- _ИСХОДНЫЙ ТЕКСТ_:
═══

Парк живых и мертвых в Днепропетровске или выросшие из-под земли
- kykytravel
- 16 авг. 2015 г.
- 7 мин. чтения
Парк живых и мертвых в Днепропетровске или выросшие из-под земли
Начало этой истории лежит в другом времени и в другом пространстве, да и было ли оно? Так или иначе, начнем с начала.

Душным августовским днем 1936 года на пыльной дороге возле Альфакара в Андалусии убили и бросили в общую могилу Федерико Гарсиа Лорку, поэта, ставшего менестрелем цыганского народа для досужих посторонних, то бишь для нас с вами. «Я хочу слить цыганскую мифологию со всей сегодняшней обыденностью» – говорил незадолго до гибели поэт, до смерти – и уже не в переносном смысле – влюбленный в странный кочевой народ. Эта могила свела воедино поэзию и смерть, лирику и цыган, искусство и Любовь – уже не в земном, а в небесном ее смысле. Я не думал, что вспомню о братской могиле, Лорке и андалусских цыганах, когда спустя три четверти века после гибели поэта, таким же душным и пыльным днем, как 19 августа 1936 года, брел по погруженному в воскресную спячку цыганскому кварталу, затерянному где-то на левой стороне промышленного Днепропетровска. Но вспомнить довелось, и позже вы поймете, почему. Это был день свадеб, день мчался на колесах веселья, мы ехали из центра города на цыганский Клинчик, и город, радостный и нарядный, проносился мимо нас, словно на карусели. Мы ехали отнюдь не в Херес-де-ла-Фронтера, где поют стеклянные петухи, а на Клинчик, где всё еще поёт из раскрытых окон крытых шифером домов мертвый Михаил Круг. Мы шли по пыли мимо заборов и шлакоблочных стен, мимо женщин в платках и собак, мимо странных детей и цветущих вишен, под утренним, палящим уже солнцем. И единственным зеленым пятном была маячившая в конце одноэтажной улицы темная купа старых акаций и тополей. Мы входили под кроны корявых черных деревьев, как в зеленую нерасплесканную чашу, и пили этот абсент глоток за глотком – в мареве пыльной окраины. И вдруг всё вокруг нас стихло, словно за нами тихо прикрыли зеленую дверь. Мы вошли в эту мертвую зыбь, где отголоски идут ко дну, и остановились по горло в странной, не живой и не мертвой тишине – тишине, где немеют сердца, где не смеют поднять лица. Я увидел, как удивительно сочна здесь трава – словно в джунглях, трава не растет так в обычных местах – там, где её некому питать из-под земли. Я увидел, как дремлют, свесившись над тропой, смутные листья. Мы пришли во владения сна, в место, названное цыганами парком живых и мертвых.

═══

- _УСЛОВИЯ ЗАДАНИЙ_:
(a) Выпишите из исходного текста фрагмент, который начинается со слов «- 7 мин. чтения» и заканчивается словами «начнем с начала.».
(b) Где, согласно исходному тексту, убили Федерико Гарсиа Лорку?
(c) Перечислите всё, мимо чего, по словам исходного текста, шли по пыли путники в цыганском квартале.

- _РАЗДЕЛ ДАННЫХ_:

═══

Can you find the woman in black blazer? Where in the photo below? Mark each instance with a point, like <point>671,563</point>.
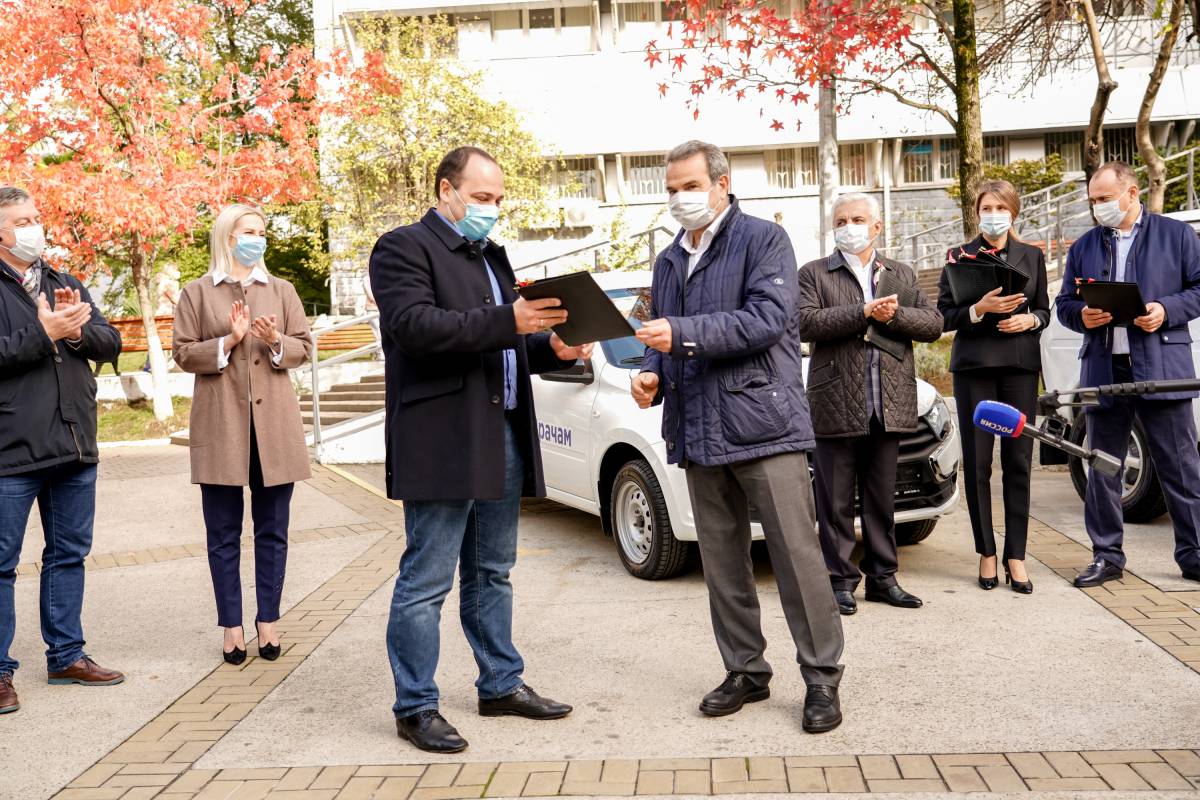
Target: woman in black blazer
<point>996,356</point>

═══

- _ОТВЕТЫ ПО ЗАДАНИЯМ_:
(a)
- 7 мин. чтения
Парк живых и мертвых в Днепропетровске или выросшие из-под земли
Начало этой истории лежит в другом времени и в другом пространстве, да и было ли оно? Так или иначе, начнем с начала.

(b) На пыльной дороге возле Альфакара в Андалусии.

(c)
- заборы
- шлакоблочные стены
- женщины в платках
- собаки
- странные дети
- цветущие вишни